Listing:
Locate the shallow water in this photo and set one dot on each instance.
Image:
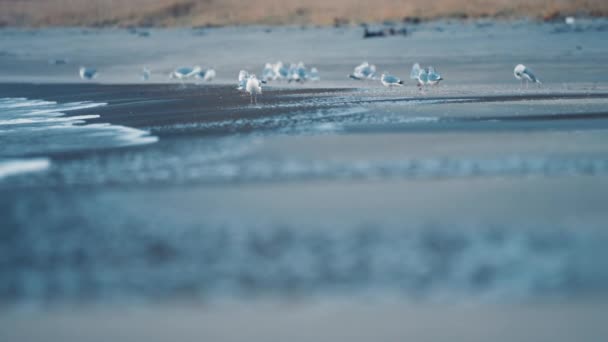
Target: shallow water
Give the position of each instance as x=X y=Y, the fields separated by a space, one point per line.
x=471 y=191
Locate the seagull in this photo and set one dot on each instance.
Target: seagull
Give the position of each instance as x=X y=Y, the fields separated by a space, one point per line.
x=297 y=72
x=390 y=81
x=268 y=73
x=243 y=76
x=363 y=71
x=253 y=87
x=145 y=74
x=313 y=75
x=206 y=75
x=433 y=76
x=524 y=74
x=415 y=73
x=88 y=73
x=185 y=72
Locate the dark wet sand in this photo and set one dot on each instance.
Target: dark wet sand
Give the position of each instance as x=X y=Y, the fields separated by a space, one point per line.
x=472 y=211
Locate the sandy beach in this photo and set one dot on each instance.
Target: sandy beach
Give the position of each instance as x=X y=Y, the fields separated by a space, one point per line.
x=330 y=210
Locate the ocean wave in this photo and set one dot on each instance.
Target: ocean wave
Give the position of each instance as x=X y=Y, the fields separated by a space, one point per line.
x=39 y=127
x=149 y=262
x=10 y=167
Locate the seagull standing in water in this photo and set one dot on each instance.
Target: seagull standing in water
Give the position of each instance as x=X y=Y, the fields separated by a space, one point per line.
x=206 y=75
x=268 y=73
x=243 y=77
x=185 y=72
x=145 y=74
x=433 y=76
x=88 y=73
x=280 y=70
x=390 y=81
x=524 y=74
x=313 y=75
x=363 y=71
x=425 y=76
x=253 y=87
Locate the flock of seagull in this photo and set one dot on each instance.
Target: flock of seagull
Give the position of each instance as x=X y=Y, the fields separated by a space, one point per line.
x=249 y=83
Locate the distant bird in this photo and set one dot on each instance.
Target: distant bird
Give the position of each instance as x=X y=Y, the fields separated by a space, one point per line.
x=59 y=61
x=280 y=70
x=145 y=74
x=268 y=73
x=415 y=73
x=242 y=83
x=88 y=73
x=183 y=73
x=425 y=76
x=525 y=75
x=390 y=81
x=206 y=75
x=363 y=71
x=570 y=21
x=313 y=75
x=293 y=73
x=433 y=77
x=254 y=88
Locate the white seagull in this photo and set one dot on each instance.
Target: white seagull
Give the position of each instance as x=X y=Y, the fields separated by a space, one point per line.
x=206 y=75
x=243 y=77
x=88 y=73
x=280 y=70
x=145 y=74
x=313 y=75
x=268 y=73
x=390 y=81
x=185 y=73
x=253 y=87
x=433 y=77
x=363 y=71
x=524 y=74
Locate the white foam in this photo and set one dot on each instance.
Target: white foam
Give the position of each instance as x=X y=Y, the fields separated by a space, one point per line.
x=56 y=132
x=12 y=167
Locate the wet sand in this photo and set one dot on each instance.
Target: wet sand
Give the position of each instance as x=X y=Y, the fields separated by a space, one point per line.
x=339 y=210
x=316 y=321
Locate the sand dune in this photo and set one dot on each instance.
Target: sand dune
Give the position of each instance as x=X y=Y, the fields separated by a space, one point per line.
x=227 y=12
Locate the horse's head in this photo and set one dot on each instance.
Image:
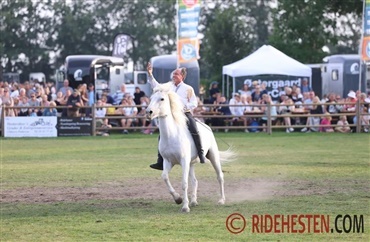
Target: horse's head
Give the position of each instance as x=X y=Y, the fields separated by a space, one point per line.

Exercise description: Copy the records verbatim from their beginning through the line that contains "x=472 y=211", including that line. Leave out the pictures.

Written answer:
Locate the shallow water in this photo and set one dot on each instance.
Image:
Target: shallow water
Give the position of each instance as x=X y=Y, the fields separated by a space, one point per line.
x=471 y=191
Locate the seagull in this photo and set one dot on each instance.
Target: seagull
Give the position of each instance as x=X y=Y, the fields separated by a space, one point per line.
x=297 y=72
x=390 y=81
x=268 y=73
x=243 y=76
x=363 y=71
x=253 y=87
x=145 y=74
x=313 y=75
x=206 y=75
x=433 y=76
x=524 y=74
x=415 y=73
x=88 y=73
x=185 y=72
Locate the dark wet sand in this photo and set one dot on each instance.
Target: dark wet sand
Give the position of each instance as x=X y=Y, the fields separated by a space, one point per line.
x=472 y=211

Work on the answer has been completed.